* _Given task_: Please pick out each line in the rows below that contains the word "shirt", and copy those lines.

───

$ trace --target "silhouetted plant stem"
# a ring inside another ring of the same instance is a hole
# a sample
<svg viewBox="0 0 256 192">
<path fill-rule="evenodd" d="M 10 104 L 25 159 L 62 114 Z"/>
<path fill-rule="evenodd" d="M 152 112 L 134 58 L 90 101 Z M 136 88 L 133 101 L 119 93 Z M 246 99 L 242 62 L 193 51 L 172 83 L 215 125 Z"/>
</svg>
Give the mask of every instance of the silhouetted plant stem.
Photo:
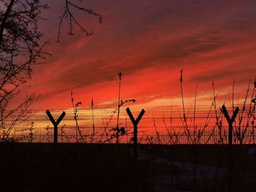
<svg viewBox="0 0 256 192">
<path fill-rule="evenodd" d="M 75 119 L 75 139 L 77 140 L 77 142 L 84 142 L 84 138 L 82 135 L 82 132 L 80 130 L 80 128 L 79 128 L 79 125 L 78 125 L 78 107 L 79 105 L 82 104 L 82 102 L 79 101 L 78 103 L 76 103 L 75 104 L 74 104 L 74 96 L 73 96 L 73 92 L 71 91 L 71 102 L 72 102 L 72 106 L 73 107 L 73 110 L 74 110 L 74 119 Z M 78 134 L 79 134 L 80 136 L 80 138 L 78 139 Z"/>
<path fill-rule="evenodd" d="M 118 143 L 118 130 L 119 130 L 119 115 L 120 115 L 120 93 L 121 93 L 121 80 L 122 76 L 121 72 L 118 72 L 119 76 L 119 88 L 118 88 L 118 105 L 117 108 L 117 122 L 116 122 L 116 143 Z"/>
<path fill-rule="evenodd" d="M 94 141 L 95 135 L 95 124 L 94 124 L 94 99 L 91 99 L 91 118 L 92 118 L 92 140 Z"/>
</svg>

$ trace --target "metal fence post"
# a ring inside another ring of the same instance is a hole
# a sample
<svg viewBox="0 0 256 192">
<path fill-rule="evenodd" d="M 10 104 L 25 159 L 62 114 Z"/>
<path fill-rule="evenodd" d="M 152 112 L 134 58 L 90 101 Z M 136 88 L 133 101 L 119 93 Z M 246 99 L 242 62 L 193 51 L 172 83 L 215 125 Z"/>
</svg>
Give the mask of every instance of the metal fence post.
<svg viewBox="0 0 256 192">
<path fill-rule="evenodd" d="M 50 112 L 49 110 L 46 111 L 46 114 L 53 125 L 53 127 L 54 127 L 53 143 L 56 144 L 58 142 L 58 125 L 59 124 L 59 123 L 61 123 L 64 117 L 66 115 L 66 112 L 62 112 L 61 116 L 59 116 L 59 118 L 56 121 L 55 121 L 53 117 L 51 115 Z"/>
</svg>

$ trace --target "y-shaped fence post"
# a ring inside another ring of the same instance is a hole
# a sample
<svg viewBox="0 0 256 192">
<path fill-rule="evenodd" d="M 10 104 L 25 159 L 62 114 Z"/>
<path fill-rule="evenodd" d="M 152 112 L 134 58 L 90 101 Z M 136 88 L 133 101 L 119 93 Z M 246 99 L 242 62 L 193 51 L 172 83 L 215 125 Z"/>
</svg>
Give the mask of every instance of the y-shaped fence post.
<svg viewBox="0 0 256 192">
<path fill-rule="evenodd" d="M 129 109 L 129 107 L 127 108 L 127 112 L 129 117 L 129 118 L 132 120 L 132 123 L 133 124 L 133 158 L 134 158 L 134 163 L 135 167 L 137 166 L 137 141 L 138 141 L 138 124 L 139 123 L 142 116 L 143 116 L 145 113 L 145 110 L 142 110 L 139 116 L 138 116 L 137 119 L 135 120 Z"/>
<path fill-rule="evenodd" d="M 224 112 L 224 115 L 227 119 L 228 123 L 228 145 L 232 145 L 233 143 L 233 123 L 235 121 L 236 117 L 238 113 L 239 108 L 237 107 L 235 110 L 234 113 L 232 115 L 232 118 L 230 118 L 228 112 L 227 111 L 226 107 L 225 104 L 222 105 L 222 110 Z"/>
<path fill-rule="evenodd" d="M 53 143 L 56 144 L 58 142 L 58 125 L 59 124 L 59 123 L 61 123 L 64 117 L 66 115 L 66 112 L 62 112 L 61 116 L 59 116 L 57 121 L 55 121 L 53 117 L 51 115 L 50 112 L 49 110 L 46 111 L 46 114 L 53 125 L 53 127 L 54 127 Z"/>
<path fill-rule="evenodd" d="M 228 112 L 227 111 L 226 107 L 225 104 L 222 105 L 222 110 L 224 112 L 224 115 L 227 119 L 228 123 L 228 191 L 231 191 L 232 185 L 232 174 L 233 174 L 233 123 L 235 121 L 236 117 L 238 113 L 239 108 L 237 107 L 235 110 L 234 113 L 232 115 L 232 118 L 230 118 Z"/>
</svg>

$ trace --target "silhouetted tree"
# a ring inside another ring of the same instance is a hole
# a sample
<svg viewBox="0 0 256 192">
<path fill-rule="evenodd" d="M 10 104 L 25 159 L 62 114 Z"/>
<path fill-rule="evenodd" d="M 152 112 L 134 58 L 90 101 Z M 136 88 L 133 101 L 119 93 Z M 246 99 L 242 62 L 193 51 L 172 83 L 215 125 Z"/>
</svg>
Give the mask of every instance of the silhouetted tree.
<svg viewBox="0 0 256 192">
<path fill-rule="evenodd" d="M 91 9 L 79 7 L 69 0 L 61 3 L 64 4 L 64 10 L 60 17 L 58 41 L 64 19 L 69 20 L 69 34 L 74 34 L 74 24 L 86 35 L 92 34 L 79 23 L 70 11 L 71 7 L 91 14 L 102 22 L 101 15 Z M 43 19 L 41 11 L 48 8 L 48 4 L 39 0 L 0 1 L 0 141 L 10 139 L 12 129 L 31 116 L 29 107 L 38 98 L 33 93 L 19 103 L 13 102 L 13 99 L 31 78 L 31 66 L 44 63 L 48 54 L 43 50 L 48 42 L 40 41 L 42 34 L 38 26 L 38 22 Z"/>
</svg>

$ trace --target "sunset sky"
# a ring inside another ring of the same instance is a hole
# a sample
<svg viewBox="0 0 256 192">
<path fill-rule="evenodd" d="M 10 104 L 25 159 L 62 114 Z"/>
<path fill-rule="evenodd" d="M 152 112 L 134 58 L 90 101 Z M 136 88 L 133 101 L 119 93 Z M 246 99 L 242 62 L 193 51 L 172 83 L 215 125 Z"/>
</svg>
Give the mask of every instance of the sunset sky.
<svg viewBox="0 0 256 192">
<path fill-rule="evenodd" d="M 53 2 L 54 1 L 54 2 Z M 44 40 L 55 42 L 64 1 L 48 1 L 42 12 Z M 35 109 L 67 109 L 75 99 L 89 107 L 117 105 L 118 72 L 121 99 L 139 106 L 181 104 L 180 70 L 184 96 L 211 104 L 212 80 L 223 94 L 241 97 L 256 75 L 256 1 L 84 0 L 79 5 L 102 15 L 103 22 L 86 14 L 75 17 L 94 34 L 64 23 L 60 43 L 46 50 L 45 65 L 36 66 L 29 88 L 41 97 Z M 186 103 L 189 104 L 189 103 Z"/>
</svg>

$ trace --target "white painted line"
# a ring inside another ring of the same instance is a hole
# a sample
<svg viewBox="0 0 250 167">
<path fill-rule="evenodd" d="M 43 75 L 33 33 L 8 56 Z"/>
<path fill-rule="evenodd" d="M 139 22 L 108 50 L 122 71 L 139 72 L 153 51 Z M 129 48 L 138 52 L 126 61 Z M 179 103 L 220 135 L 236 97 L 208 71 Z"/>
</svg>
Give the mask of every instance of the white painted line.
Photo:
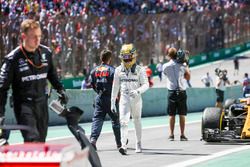
<svg viewBox="0 0 250 167">
<path fill-rule="evenodd" d="M 218 157 L 222 157 L 222 156 L 225 156 L 225 155 L 228 155 L 228 154 L 231 154 L 231 153 L 235 153 L 235 152 L 239 152 L 239 151 L 243 151 L 243 150 L 247 150 L 247 149 L 250 149 L 250 145 L 241 146 L 241 147 L 221 151 L 221 152 L 209 155 L 209 156 L 202 156 L 202 157 L 199 157 L 199 158 L 190 159 L 190 160 L 180 162 L 180 163 L 175 163 L 175 164 L 172 164 L 172 165 L 166 165 L 166 166 L 163 166 L 163 167 L 187 167 L 187 166 L 191 166 L 191 165 L 194 165 L 194 164 L 198 164 L 198 163 L 201 163 L 201 162 L 204 162 L 204 161 L 208 161 L 208 160 L 211 160 L 211 159 L 215 159 L 215 158 L 218 158 Z"/>
<path fill-rule="evenodd" d="M 186 124 L 194 124 L 194 123 L 198 123 L 201 121 L 190 121 L 187 122 Z M 176 125 L 178 125 L 178 123 L 176 123 Z M 159 125 L 159 126 L 150 126 L 150 127 L 146 127 L 146 128 L 142 128 L 143 129 L 154 129 L 154 128 L 161 128 L 161 127 L 168 127 L 169 125 Z M 134 128 L 130 128 L 129 130 L 134 130 Z M 106 131 L 106 132 L 102 132 L 102 134 L 109 134 L 109 133 L 113 133 L 113 131 Z M 90 134 L 86 134 L 86 135 L 90 135 Z M 70 136 L 62 136 L 62 137 L 54 137 L 54 138 L 48 138 L 46 141 L 53 141 L 53 140 L 62 140 L 62 139 L 67 139 L 67 138 L 71 138 L 74 137 L 73 135 Z"/>
</svg>

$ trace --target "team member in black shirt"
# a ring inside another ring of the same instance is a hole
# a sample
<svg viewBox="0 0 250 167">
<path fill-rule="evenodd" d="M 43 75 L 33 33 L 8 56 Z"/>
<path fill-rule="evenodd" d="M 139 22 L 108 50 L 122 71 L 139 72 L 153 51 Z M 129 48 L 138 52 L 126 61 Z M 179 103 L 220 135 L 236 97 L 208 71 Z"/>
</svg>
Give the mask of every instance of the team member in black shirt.
<svg viewBox="0 0 250 167">
<path fill-rule="evenodd" d="M 31 127 L 21 131 L 25 142 L 45 142 L 48 129 L 47 80 L 68 98 L 52 63 L 52 52 L 40 44 L 38 22 L 26 19 L 21 24 L 21 45 L 5 56 L 0 70 L 0 124 L 4 122 L 7 91 L 12 86 L 13 104 L 18 124 Z"/>
</svg>

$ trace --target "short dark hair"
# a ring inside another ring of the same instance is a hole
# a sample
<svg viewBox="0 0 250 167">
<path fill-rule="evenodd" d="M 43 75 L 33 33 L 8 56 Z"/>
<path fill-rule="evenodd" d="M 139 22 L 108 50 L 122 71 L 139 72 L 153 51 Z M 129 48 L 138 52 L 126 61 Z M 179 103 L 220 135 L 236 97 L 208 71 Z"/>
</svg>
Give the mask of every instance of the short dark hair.
<svg viewBox="0 0 250 167">
<path fill-rule="evenodd" d="M 101 56 L 100 56 L 100 59 L 102 62 L 108 62 L 110 60 L 112 56 L 112 52 L 108 49 L 104 49 L 102 52 L 101 52 Z"/>
<path fill-rule="evenodd" d="M 27 33 L 30 29 L 40 28 L 38 21 L 26 19 L 21 23 L 21 33 Z"/>
<path fill-rule="evenodd" d="M 168 49 L 168 56 L 171 59 L 176 59 L 176 57 L 177 57 L 176 53 L 177 53 L 177 50 L 174 47 L 171 47 Z"/>
</svg>

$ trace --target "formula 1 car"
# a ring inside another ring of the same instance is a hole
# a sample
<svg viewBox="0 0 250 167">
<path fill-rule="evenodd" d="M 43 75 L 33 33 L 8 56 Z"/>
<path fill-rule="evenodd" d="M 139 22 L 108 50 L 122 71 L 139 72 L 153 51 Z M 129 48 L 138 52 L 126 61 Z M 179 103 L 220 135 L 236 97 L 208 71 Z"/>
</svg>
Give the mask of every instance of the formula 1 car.
<svg viewBox="0 0 250 167">
<path fill-rule="evenodd" d="M 206 142 L 250 142 L 250 98 L 227 99 L 223 109 L 205 108 L 201 133 Z"/>
</svg>

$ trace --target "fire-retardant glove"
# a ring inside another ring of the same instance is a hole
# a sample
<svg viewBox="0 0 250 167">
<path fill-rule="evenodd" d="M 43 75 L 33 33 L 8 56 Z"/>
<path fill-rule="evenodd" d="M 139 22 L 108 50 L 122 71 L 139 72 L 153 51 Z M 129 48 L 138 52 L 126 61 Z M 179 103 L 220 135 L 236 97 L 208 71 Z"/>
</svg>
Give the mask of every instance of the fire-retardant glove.
<svg viewBox="0 0 250 167">
<path fill-rule="evenodd" d="M 130 93 L 129 93 L 130 97 L 137 97 L 140 95 L 140 92 L 138 90 L 131 90 Z"/>
<path fill-rule="evenodd" d="M 61 100 L 61 103 L 66 105 L 69 101 L 69 98 L 65 90 L 59 90 L 58 93 L 59 93 L 59 99 Z"/>
</svg>

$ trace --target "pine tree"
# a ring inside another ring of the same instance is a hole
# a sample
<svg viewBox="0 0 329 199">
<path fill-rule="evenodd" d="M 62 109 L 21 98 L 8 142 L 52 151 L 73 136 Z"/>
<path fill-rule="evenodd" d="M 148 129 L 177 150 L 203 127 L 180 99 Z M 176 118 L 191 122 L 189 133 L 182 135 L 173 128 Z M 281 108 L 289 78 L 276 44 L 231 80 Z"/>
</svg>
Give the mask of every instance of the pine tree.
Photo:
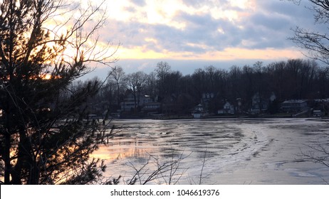
<svg viewBox="0 0 329 199">
<path fill-rule="evenodd" d="M 0 175 L 5 184 L 93 183 L 105 169 L 90 154 L 109 134 L 87 117 L 88 100 L 102 82 L 89 81 L 74 92 L 68 87 L 90 71 L 87 63 L 108 65 L 116 50 L 107 45 L 95 51 L 94 36 L 105 21 L 103 5 L 85 10 L 71 5 L 1 1 Z M 84 33 L 92 19 L 98 21 Z"/>
</svg>

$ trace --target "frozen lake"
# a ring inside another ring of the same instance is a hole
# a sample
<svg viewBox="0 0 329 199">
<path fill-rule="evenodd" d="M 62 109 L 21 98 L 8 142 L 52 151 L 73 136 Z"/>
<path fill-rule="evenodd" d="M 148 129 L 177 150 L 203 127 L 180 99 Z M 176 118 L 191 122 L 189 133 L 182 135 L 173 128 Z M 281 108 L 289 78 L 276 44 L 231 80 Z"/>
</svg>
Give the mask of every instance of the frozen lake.
<svg viewBox="0 0 329 199">
<path fill-rule="evenodd" d="M 114 137 L 94 156 L 106 160 L 106 177 L 121 175 L 122 183 L 136 170 L 145 181 L 159 166 L 177 160 L 148 184 L 199 184 L 200 176 L 207 185 L 329 182 L 329 168 L 303 155 L 313 151 L 309 146 L 329 146 L 329 123 L 320 119 L 132 119 L 113 124 Z"/>
</svg>

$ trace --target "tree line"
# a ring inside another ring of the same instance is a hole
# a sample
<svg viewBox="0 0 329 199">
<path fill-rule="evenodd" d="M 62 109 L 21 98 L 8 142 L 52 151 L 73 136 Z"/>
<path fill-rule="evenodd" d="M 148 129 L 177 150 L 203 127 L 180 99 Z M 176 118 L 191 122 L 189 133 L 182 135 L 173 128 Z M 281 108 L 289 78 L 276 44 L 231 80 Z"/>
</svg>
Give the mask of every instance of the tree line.
<svg viewBox="0 0 329 199">
<path fill-rule="evenodd" d="M 209 65 L 183 75 L 166 62 L 159 62 L 149 74 L 126 74 L 117 65 L 109 72 L 106 84 L 93 102 L 107 102 L 109 109 L 116 112 L 127 90 L 132 93 L 136 108 L 138 97 L 147 95 L 154 102 L 170 103 L 172 114 L 190 114 L 202 97 L 210 94 L 210 112 L 221 109 L 225 102 L 236 104 L 237 99 L 242 102 L 242 110 L 247 111 L 256 93 L 263 97 L 274 93 L 278 102 L 328 98 L 329 66 L 320 66 L 313 60 L 290 59 L 268 65 L 256 62 L 253 65 L 233 65 L 229 69 Z"/>
</svg>

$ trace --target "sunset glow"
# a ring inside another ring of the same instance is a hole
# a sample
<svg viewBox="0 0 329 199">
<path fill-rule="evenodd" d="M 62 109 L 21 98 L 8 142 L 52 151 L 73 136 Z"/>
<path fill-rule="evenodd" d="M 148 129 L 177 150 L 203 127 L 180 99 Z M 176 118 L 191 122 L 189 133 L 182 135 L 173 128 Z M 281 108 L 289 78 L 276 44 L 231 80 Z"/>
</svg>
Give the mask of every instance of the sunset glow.
<svg viewBox="0 0 329 199">
<path fill-rule="evenodd" d="M 100 43 L 120 43 L 120 60 L 303 58 L 287 38 L 313 17 L 305 7 L 277 0 L 115 0 L 105 9 Z"/>
</svg>

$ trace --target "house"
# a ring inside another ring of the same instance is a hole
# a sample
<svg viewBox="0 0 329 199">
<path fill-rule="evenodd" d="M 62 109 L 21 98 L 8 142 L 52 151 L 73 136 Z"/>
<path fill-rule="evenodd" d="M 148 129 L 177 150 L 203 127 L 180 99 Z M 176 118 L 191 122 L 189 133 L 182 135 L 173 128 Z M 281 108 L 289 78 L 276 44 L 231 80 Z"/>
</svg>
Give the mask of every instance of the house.
<svg viewBox="0 0 329 199">
<path fill-rule="evenodd" d="M 219 114 L 234 114 L 234 106 L 231 103 L 226 102 L 223 109 L 218 111 Z"/>
<path fill-rule="evenodd" d="M 150 95 L 140 95 L 136 96 L 136 102 L 135 97 L 131 90 L 127 90 L 125 94 L 125 100 L 120 103 L 121 111 L 128 112 L 138 107 L 143 107 L 144 104 L 153 102 Z"/>
<path fill-rule="evenodd" d="M 307 110 L 307 102 L 303 100 L 286 100 L 281 103 L 281 109 L 287 112 L 298 112 Z"/>
</svg>

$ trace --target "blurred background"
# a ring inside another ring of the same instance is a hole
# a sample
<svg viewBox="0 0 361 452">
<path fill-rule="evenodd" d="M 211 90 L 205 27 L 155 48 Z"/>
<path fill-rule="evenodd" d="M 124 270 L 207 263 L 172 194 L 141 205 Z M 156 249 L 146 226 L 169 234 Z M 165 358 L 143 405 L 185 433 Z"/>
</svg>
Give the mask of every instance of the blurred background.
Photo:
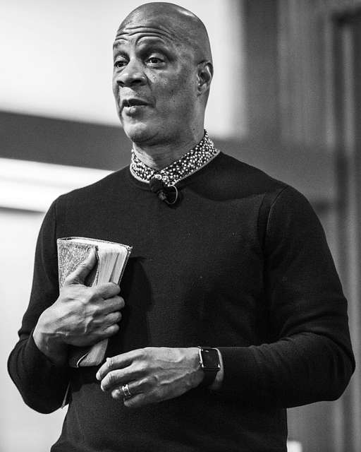
<svg viewBox="0 0 361 452">
<path fill-rule="evenodd" d="M 0 0 L 0 451 L 49 450 L 64 410 L 26 407 L 6 370 L 39 227 L 59 194 L 128 165 L 111 45 L 133 0 Z M 206 125 L 224 152 L 312 202 L 360 354 L 361 0 L 179 0 L 204 22 L 215 75 Z M 290 451 L 361 450 L 360 371 L 336 402 L 288 410 Z"/>
</svg>

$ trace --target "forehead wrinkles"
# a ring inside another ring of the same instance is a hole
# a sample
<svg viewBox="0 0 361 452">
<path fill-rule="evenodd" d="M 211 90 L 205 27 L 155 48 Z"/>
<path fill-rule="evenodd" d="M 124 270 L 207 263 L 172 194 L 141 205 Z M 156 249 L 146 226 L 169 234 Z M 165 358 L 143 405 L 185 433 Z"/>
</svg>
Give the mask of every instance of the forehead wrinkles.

───

* _Task answer_:
$ trace --target "team member in black shirt"
Give the mask of every instance of the team member in black shirt.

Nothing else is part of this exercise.